[Entries from an annotation dataset]
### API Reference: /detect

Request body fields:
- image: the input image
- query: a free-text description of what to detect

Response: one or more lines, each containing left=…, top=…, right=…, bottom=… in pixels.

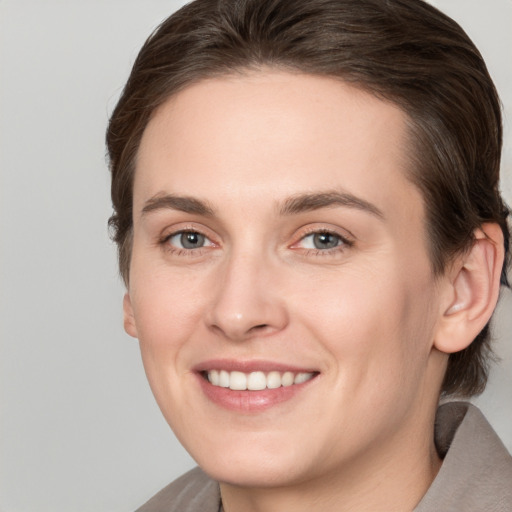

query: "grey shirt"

left=136, top=402, right=512, bottom=512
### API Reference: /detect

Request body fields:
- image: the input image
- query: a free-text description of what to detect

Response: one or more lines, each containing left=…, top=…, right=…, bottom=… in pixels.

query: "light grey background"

left=0, top=0, right=512, bottom=512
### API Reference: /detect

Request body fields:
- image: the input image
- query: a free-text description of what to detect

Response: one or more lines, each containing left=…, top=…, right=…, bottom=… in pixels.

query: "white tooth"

left=229, top=372, right=247, bottom=391
left=247, top=372, right=267, bottom=391
left=293, top=373, right=313, bottom=384
left=208, top=370, right=219, bottom=386
left=219, top=370, right=229, bottom=388
left=267, top=372, right=281, bottom=389
left=281, top=372, right=294, bottom=387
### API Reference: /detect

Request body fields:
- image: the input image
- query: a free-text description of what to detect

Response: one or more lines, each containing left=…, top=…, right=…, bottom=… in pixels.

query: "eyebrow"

left=142, top=191, right=384, bottom=219
left=142, top=194, right=214, bottom=217
left=280, top=191, right=384, bottom=219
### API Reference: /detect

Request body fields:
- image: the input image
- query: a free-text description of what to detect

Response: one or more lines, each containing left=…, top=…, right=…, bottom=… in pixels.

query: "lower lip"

left=198, top=374, right=316, bottom=412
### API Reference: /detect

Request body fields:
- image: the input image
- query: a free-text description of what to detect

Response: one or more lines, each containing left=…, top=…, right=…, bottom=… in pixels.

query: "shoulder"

left=415, top=402, right=512, bottom=512
left=136, top=468, right=220, bottom=512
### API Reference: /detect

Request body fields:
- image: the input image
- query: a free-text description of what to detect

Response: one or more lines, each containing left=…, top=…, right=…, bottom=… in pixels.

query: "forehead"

left=134, top=71, right=422, bottom=226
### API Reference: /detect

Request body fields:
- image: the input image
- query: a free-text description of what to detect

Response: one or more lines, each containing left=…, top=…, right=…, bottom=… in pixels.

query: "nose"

left=207, top=254, right=288, bottom=341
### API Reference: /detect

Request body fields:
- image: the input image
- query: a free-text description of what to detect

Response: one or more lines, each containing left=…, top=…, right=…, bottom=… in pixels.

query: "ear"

left=434, top=224, right=504, bottom=354
left=123, top=292, right=138, bottom=338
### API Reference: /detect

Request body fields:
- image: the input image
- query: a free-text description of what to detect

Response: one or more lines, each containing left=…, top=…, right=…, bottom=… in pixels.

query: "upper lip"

left=193, top=359, right=318, bottom=373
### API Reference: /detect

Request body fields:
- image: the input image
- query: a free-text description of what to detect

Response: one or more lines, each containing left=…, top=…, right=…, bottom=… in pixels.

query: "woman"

left=107, top=0, right=512, bottom=512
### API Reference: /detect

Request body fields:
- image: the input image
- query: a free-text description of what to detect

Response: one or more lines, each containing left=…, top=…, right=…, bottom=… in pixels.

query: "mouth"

left=201, top=370, right=318, bottom=391
left=194, top=359, right=320, bottom=413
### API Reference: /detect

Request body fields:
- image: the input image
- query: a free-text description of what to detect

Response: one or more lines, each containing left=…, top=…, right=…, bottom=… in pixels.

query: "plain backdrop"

left=0, top=0, right=512, bottom=512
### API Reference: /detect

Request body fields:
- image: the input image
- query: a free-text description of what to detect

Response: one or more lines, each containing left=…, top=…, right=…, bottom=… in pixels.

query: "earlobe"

left=123, top=292, right=138, bottom=338
left=434, top=224, right=504, bottom=354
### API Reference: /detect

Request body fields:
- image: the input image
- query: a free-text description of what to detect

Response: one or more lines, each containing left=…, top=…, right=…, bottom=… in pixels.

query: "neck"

left=220, top=419, right=441, bottom=512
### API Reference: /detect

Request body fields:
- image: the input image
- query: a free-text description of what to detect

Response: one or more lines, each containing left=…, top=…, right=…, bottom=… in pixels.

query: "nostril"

left=251, top=324, right=268, bottom=331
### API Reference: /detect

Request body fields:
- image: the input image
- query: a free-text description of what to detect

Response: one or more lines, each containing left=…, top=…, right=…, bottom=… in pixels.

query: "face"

left=125, top=71, right=448, bottom=485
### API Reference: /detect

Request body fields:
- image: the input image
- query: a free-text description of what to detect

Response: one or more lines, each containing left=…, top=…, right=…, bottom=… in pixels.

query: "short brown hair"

left=107, top=0, right=509, bottom=395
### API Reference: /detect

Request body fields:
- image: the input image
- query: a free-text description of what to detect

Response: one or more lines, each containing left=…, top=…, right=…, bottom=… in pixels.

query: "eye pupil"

left=180, top=231, right=205, bottom=249
left=313, top=233, right=340, bottom=249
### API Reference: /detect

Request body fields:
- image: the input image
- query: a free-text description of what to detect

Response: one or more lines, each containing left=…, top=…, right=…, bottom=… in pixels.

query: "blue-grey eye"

left=169, top=231, right=212, bottom=249
left=300, top=231, right=343, bottom=250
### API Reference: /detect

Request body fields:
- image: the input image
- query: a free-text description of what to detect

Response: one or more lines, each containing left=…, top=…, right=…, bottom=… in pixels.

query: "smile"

left=203, top=370, right=315, bottom=391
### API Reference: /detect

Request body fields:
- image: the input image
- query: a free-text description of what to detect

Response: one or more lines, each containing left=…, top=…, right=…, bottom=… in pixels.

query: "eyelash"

left=158, top=228, right=354, bottom=257
left=291, top=228, right=354, bottom=256
left=158, top=228, right=216, bottom=257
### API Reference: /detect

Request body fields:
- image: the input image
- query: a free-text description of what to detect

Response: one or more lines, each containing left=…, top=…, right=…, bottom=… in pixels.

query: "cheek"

left=295, top=265, right=434, bottom=382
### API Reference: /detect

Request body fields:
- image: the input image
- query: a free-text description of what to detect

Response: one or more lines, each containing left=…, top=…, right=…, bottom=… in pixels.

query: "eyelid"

left=156, top=223, right=219, bottom=256
left=290, top=224, right=355, bottom=254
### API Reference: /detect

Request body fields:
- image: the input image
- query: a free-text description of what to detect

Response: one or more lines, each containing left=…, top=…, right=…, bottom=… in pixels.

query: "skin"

left=124, top=70, right=504, bottom=512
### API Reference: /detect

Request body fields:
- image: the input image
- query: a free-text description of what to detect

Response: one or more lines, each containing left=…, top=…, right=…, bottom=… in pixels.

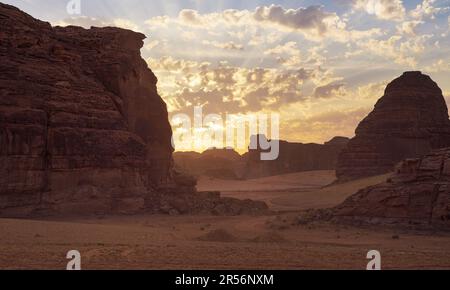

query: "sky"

left=3, top=0, right=450, bottom=150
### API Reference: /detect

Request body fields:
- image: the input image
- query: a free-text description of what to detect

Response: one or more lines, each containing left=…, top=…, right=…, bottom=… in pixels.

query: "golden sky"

left=6, top=0, right=450, bottom=150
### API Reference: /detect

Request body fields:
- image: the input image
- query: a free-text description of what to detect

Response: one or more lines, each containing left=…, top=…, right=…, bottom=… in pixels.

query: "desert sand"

left=0, top=171, right=450, bottom=269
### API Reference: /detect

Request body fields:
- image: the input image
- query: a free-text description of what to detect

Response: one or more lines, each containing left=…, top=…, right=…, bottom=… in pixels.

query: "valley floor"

left=0, top=172, right=450, bottom=269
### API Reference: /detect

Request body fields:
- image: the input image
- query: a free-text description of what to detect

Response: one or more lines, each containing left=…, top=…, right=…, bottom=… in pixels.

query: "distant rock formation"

left=245, top=136, right=349, bottom=178
left=334, top=148, right=450, bottom=229
left=173, top=148, right=245, bottom=180
left=337, top=72, right=450, bottom=181
left=0, top=3, right=268, bottom=217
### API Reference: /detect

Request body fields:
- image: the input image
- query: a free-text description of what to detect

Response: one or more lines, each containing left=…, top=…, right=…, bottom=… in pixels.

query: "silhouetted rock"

left=245, top=136, right=349, bottom=178
left=173, top=148, right=245, bottom=180
left=0, top=4, right=173, bottom=215
left=0, top=3, right=267, bottom=217
left=334, top=148, right=450, bottom=229
left=337, top=72, right=450, bottom=180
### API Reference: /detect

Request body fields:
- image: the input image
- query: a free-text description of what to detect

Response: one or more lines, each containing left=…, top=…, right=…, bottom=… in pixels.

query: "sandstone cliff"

left=245, top=137, right=349, bottom=178
left=337, top=72, right=450, bottom=180
left=0, top=4, right=178, bottom=215
left=0, top=3, right=267, bottom=217
left=173, top=149, right=246, bottom=180
left=334, top=148, right=450, bottom=229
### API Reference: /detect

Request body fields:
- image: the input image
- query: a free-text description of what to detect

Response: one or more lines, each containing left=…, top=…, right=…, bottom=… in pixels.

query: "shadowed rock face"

left=245, top=137, right=349, bottom=178
left=337, top=72, right=450, bottom=180
left=335, top=148, right=450, bottom=229
left=173, top=149, right=245, bottom=180
left=0, top=3, right=173, bottom=215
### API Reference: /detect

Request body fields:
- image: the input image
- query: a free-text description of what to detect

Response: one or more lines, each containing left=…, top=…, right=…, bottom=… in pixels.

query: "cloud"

left=397, top=20, right=424, bottom=36
left=147, top=57, right=330, bottom=113
left=253, top=5, right=339, bottom=36
left=146, top=5, right=381, bottom=45
left=409, top=0, right=449, bottom=20
left=358, top=35, right=432, bottom=68
left=314, top=83, right=345, bottom=98
left=353, top=0, right=406, bottom=21
left=202, top=40, right=244, bottom=51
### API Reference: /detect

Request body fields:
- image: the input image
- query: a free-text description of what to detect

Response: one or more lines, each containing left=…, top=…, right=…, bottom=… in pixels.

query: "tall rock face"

left=334, top=148, right=450, bottom=229
left=337, top=72, right=450, bottom=181
left=245, top=137, right=349, bottom=179
left=0, top=3, right=173, bottom=216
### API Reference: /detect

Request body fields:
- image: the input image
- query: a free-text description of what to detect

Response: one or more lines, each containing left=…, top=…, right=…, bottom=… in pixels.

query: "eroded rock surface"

left=334, top=148, right=450, bottom=229
left=337, top=72, right=450, bottom=181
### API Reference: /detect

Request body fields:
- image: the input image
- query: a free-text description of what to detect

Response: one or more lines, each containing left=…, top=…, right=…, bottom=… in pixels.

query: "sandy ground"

left=0, top=172, right=450, bottom=269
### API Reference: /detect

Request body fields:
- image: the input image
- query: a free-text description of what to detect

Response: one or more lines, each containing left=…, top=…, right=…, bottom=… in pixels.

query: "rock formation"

left=334, top=148, right=450, bottom=229
left=173, top=149, right=245, bottom=180
left=337, top=72, right=450, bottom=181
left=0, top=3, right=268, bottom=217
left=245, top=137, right=349, bottom=178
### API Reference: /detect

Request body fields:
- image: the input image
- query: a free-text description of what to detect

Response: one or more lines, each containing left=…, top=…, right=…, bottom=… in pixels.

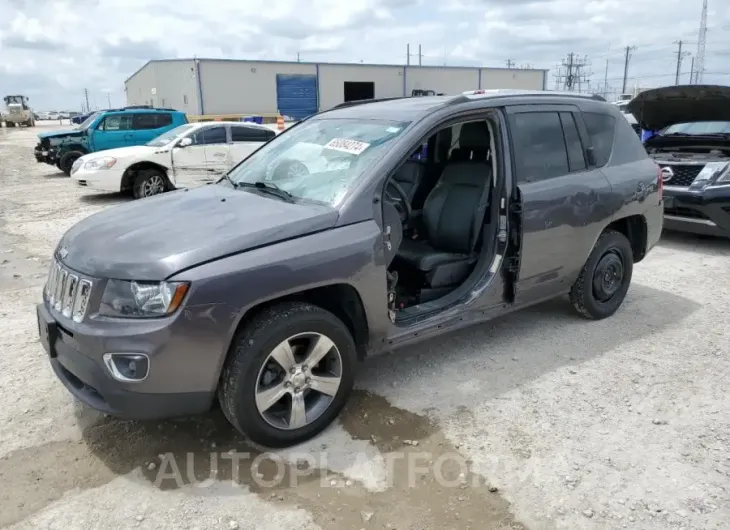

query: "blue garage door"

left=276, top=74, right=317, bottom=120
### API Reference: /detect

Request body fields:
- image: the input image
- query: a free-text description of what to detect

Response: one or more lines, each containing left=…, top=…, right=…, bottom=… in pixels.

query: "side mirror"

left=586, top=147, right=596, bottom=166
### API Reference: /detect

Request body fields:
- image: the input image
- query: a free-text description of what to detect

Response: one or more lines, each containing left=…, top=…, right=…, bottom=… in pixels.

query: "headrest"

left=459, top=121, right=489, bottom=150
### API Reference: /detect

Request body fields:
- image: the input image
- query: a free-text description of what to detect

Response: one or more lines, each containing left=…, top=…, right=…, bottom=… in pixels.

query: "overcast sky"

left=0, top=0, right=730, bottom=110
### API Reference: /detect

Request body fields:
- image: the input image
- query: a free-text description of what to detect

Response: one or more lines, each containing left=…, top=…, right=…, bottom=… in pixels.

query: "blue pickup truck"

left=35, top=107, right=188, bottom=175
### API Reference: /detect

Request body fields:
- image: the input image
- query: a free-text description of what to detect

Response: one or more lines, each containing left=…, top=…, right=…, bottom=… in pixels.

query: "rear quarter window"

** STATED PROBLEM **
Render the data from its first line through the line containing "left=136, top=402, right=512, bottom=512" as a JSON list of strings, one string per line, with blank lines and pictures left out.

** FINAL RESULT **
[
  "### API Reference: /detect",
  "Request body fields:",
  "- image: the input image",
  "- query: a free-text description of what to detect",
  "Response: one or more lines, each containing left=…, top=…, right=…, bottom=… in pixels.",
  "query: \"grey shirt\"",
  "left=136, top=402, right=512, bottom=512"
]